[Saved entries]
BEGIN

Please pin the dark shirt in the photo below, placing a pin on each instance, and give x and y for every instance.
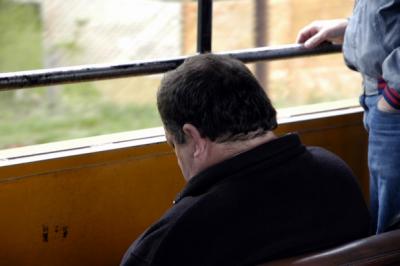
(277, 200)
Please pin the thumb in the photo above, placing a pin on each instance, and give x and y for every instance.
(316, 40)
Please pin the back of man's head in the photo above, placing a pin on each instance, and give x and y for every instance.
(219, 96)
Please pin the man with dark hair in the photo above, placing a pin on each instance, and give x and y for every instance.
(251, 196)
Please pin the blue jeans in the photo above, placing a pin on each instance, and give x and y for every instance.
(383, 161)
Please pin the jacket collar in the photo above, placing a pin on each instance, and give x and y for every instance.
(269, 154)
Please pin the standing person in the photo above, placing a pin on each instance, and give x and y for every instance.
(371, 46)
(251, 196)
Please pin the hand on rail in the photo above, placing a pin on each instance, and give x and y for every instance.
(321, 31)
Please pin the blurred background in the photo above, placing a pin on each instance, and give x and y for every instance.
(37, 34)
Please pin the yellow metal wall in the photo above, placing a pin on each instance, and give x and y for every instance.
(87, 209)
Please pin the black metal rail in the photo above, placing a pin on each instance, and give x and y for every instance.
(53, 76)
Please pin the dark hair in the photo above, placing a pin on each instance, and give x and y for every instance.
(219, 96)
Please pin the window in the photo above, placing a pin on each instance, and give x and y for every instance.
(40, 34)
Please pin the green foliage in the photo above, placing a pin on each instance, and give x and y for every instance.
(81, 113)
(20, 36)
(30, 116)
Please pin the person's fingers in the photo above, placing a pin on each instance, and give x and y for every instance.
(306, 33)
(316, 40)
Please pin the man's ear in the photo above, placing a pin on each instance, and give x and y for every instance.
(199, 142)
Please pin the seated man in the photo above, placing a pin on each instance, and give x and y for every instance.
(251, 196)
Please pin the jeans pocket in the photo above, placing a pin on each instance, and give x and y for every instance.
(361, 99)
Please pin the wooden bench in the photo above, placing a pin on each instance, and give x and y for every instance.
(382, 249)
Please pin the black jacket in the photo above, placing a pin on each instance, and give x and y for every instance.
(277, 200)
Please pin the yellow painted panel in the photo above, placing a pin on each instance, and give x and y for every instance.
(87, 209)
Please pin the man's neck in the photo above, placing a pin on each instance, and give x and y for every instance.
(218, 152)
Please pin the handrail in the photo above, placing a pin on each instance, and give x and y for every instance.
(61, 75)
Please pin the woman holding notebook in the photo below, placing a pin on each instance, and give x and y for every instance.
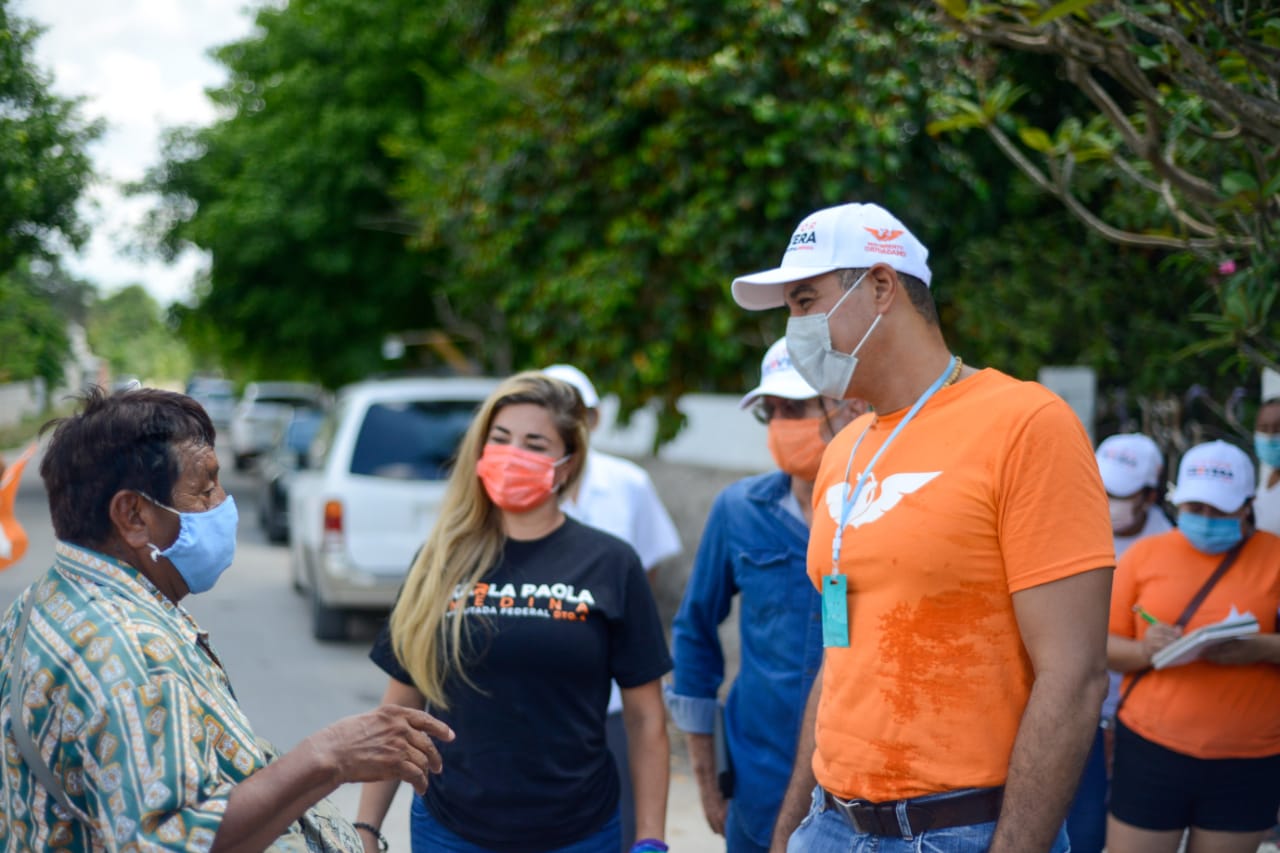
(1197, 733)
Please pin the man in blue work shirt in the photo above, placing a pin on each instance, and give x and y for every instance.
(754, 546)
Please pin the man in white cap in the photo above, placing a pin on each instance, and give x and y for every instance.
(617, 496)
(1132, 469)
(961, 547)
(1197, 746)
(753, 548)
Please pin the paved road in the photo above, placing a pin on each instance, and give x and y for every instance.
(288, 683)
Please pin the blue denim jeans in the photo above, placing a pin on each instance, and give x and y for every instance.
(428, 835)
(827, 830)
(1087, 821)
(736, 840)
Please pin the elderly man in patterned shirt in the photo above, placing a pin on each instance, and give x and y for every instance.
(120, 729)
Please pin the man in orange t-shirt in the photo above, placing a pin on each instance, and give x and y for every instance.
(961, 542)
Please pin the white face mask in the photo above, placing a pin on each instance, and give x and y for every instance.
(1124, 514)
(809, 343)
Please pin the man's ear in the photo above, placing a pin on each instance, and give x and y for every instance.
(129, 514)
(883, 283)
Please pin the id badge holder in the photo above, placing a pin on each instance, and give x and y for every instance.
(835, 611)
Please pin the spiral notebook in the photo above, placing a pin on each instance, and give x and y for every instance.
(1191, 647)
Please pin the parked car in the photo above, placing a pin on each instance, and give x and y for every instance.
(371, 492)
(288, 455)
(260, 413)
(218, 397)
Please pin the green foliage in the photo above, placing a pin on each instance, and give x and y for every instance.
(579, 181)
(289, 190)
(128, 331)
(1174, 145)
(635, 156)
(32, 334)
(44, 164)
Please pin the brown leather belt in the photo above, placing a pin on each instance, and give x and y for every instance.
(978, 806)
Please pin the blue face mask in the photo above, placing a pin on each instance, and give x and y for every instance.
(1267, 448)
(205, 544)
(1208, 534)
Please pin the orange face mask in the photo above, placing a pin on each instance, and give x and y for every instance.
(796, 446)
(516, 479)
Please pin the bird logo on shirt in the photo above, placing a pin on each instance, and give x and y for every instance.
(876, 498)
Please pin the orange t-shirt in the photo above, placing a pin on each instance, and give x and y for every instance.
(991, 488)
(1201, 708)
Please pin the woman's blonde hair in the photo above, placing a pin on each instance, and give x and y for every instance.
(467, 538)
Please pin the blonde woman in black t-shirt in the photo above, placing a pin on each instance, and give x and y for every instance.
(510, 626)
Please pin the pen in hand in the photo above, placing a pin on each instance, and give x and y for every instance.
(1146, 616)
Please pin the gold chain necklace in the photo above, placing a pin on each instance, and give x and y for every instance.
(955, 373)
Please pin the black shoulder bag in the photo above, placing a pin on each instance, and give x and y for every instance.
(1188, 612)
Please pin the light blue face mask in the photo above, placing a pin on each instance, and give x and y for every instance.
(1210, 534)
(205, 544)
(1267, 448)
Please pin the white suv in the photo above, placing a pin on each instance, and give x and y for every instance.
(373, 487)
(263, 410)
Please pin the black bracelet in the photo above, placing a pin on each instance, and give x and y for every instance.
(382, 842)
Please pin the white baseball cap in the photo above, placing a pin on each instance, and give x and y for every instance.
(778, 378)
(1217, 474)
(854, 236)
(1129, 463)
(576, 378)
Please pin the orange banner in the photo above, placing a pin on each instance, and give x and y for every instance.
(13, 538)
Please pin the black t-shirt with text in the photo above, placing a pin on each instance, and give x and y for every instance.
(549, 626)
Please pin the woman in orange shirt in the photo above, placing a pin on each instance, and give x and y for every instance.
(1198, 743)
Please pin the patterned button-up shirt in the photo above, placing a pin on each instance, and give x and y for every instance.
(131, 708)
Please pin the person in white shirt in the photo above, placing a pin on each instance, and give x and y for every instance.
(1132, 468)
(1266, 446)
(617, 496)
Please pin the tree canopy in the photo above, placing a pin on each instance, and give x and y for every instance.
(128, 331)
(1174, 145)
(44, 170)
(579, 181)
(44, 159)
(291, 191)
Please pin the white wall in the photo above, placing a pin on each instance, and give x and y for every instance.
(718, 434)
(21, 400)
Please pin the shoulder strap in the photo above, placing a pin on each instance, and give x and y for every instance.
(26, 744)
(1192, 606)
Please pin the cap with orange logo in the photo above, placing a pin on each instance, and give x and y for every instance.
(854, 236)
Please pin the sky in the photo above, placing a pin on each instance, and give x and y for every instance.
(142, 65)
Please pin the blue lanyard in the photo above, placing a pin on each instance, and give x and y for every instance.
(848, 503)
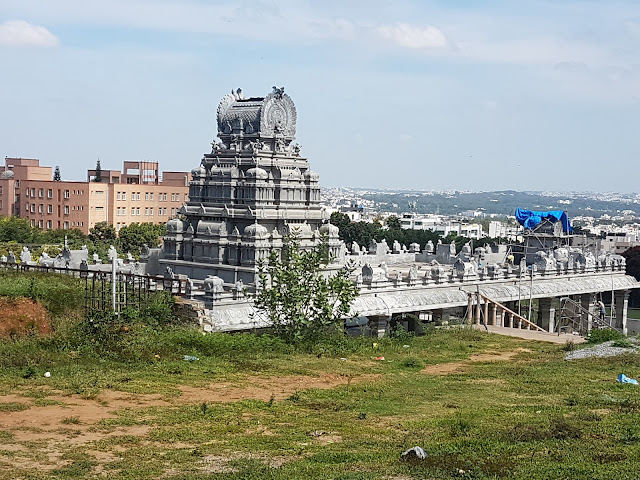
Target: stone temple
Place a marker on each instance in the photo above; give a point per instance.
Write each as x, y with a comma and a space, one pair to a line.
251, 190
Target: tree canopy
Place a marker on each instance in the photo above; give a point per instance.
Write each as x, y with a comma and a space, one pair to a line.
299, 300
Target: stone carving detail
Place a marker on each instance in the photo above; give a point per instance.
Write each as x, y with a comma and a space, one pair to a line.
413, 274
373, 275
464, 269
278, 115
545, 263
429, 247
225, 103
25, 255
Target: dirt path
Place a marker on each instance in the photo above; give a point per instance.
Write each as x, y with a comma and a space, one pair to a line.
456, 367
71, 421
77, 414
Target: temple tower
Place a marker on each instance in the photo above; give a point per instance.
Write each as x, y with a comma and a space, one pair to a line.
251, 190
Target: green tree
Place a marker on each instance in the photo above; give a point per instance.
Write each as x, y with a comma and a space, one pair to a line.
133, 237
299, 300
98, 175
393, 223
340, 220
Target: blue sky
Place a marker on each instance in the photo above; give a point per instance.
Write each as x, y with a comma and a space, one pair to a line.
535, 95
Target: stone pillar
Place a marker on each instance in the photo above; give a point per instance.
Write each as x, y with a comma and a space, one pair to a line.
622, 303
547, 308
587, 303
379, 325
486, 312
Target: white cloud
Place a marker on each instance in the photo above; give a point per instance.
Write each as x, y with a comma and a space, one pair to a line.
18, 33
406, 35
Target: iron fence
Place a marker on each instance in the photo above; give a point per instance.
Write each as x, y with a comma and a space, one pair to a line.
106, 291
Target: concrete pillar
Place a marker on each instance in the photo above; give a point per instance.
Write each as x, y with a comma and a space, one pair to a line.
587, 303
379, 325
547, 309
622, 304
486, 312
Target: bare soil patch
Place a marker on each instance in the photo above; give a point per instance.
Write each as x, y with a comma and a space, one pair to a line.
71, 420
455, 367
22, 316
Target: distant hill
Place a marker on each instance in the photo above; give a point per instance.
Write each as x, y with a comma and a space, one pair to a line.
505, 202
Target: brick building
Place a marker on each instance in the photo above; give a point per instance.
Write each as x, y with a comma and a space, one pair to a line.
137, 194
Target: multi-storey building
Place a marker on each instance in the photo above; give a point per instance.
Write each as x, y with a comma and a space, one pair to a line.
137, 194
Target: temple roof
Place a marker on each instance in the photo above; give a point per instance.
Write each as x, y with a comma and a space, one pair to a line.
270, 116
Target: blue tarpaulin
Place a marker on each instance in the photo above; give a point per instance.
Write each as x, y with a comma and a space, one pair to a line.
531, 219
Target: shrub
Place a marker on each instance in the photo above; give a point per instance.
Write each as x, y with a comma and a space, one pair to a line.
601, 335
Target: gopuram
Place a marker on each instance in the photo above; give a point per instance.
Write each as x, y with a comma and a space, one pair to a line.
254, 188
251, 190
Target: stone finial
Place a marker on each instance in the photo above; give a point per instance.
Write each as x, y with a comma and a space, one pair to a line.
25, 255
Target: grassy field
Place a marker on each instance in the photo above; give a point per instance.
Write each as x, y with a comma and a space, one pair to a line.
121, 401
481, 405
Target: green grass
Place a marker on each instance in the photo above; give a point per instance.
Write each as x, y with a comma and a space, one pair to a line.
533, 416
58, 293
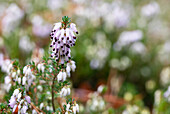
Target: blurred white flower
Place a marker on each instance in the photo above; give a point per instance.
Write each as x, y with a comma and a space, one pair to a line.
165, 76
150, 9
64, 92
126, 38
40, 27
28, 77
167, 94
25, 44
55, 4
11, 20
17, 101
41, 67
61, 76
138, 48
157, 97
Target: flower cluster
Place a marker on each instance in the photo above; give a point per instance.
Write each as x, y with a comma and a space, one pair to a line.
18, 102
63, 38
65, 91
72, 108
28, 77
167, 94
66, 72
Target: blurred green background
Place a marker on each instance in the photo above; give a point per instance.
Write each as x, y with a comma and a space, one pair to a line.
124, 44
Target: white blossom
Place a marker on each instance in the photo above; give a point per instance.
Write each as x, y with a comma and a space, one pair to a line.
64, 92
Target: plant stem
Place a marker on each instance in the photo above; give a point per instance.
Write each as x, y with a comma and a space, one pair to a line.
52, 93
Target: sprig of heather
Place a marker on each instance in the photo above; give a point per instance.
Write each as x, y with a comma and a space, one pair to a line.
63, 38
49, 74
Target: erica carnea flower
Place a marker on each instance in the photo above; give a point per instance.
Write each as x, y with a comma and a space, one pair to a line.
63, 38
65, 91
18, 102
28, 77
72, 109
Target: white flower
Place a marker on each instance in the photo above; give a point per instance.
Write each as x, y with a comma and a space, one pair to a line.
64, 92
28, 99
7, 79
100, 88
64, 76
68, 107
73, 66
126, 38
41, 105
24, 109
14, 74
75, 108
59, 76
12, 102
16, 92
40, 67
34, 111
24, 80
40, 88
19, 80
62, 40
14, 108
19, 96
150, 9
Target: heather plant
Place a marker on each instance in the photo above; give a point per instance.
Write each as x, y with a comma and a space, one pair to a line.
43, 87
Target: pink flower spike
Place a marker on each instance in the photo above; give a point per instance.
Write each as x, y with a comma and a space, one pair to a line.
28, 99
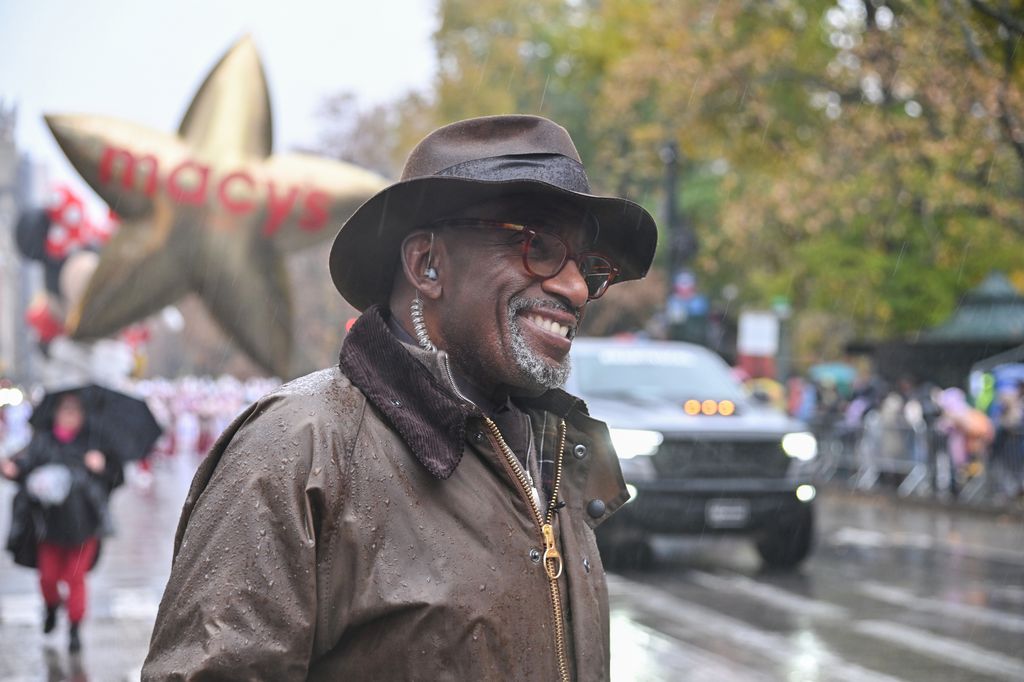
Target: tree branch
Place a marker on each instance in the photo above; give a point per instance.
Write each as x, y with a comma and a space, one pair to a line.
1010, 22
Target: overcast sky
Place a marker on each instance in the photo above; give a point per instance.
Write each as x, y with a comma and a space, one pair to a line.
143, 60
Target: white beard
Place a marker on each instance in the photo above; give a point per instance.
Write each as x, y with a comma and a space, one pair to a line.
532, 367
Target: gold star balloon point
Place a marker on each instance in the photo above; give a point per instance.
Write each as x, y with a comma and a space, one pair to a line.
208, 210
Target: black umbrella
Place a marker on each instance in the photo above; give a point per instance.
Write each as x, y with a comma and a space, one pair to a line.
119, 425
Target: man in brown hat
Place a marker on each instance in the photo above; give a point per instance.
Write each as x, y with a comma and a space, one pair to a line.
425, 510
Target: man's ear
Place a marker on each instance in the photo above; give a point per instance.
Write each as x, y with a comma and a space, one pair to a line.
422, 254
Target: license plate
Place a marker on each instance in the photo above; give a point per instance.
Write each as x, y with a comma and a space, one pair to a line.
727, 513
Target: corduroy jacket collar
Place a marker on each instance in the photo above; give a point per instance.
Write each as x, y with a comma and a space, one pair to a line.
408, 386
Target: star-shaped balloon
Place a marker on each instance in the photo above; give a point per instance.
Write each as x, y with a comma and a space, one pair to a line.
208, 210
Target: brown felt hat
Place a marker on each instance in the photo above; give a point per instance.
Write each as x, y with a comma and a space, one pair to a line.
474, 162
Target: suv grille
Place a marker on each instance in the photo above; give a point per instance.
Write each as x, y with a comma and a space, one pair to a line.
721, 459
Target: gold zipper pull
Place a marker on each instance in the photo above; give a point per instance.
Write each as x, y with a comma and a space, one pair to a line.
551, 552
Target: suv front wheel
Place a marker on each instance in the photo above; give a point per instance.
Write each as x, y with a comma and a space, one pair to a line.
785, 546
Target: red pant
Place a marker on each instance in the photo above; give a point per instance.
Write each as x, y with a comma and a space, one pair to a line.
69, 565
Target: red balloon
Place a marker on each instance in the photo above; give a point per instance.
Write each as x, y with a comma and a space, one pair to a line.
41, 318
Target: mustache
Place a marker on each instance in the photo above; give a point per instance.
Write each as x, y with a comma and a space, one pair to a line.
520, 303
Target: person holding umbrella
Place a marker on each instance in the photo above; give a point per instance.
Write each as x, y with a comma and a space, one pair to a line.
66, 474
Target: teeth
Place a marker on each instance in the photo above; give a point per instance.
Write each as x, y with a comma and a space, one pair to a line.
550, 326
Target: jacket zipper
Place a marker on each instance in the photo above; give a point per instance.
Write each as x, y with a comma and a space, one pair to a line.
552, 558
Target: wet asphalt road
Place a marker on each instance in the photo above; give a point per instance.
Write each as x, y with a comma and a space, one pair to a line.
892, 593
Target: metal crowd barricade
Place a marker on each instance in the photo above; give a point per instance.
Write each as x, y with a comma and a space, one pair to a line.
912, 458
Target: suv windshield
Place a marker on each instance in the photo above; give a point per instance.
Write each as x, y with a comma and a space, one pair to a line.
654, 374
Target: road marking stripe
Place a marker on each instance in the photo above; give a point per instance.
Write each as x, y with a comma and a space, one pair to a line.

END

For the records above, count the lines holding the word "heather" and give only that number.

2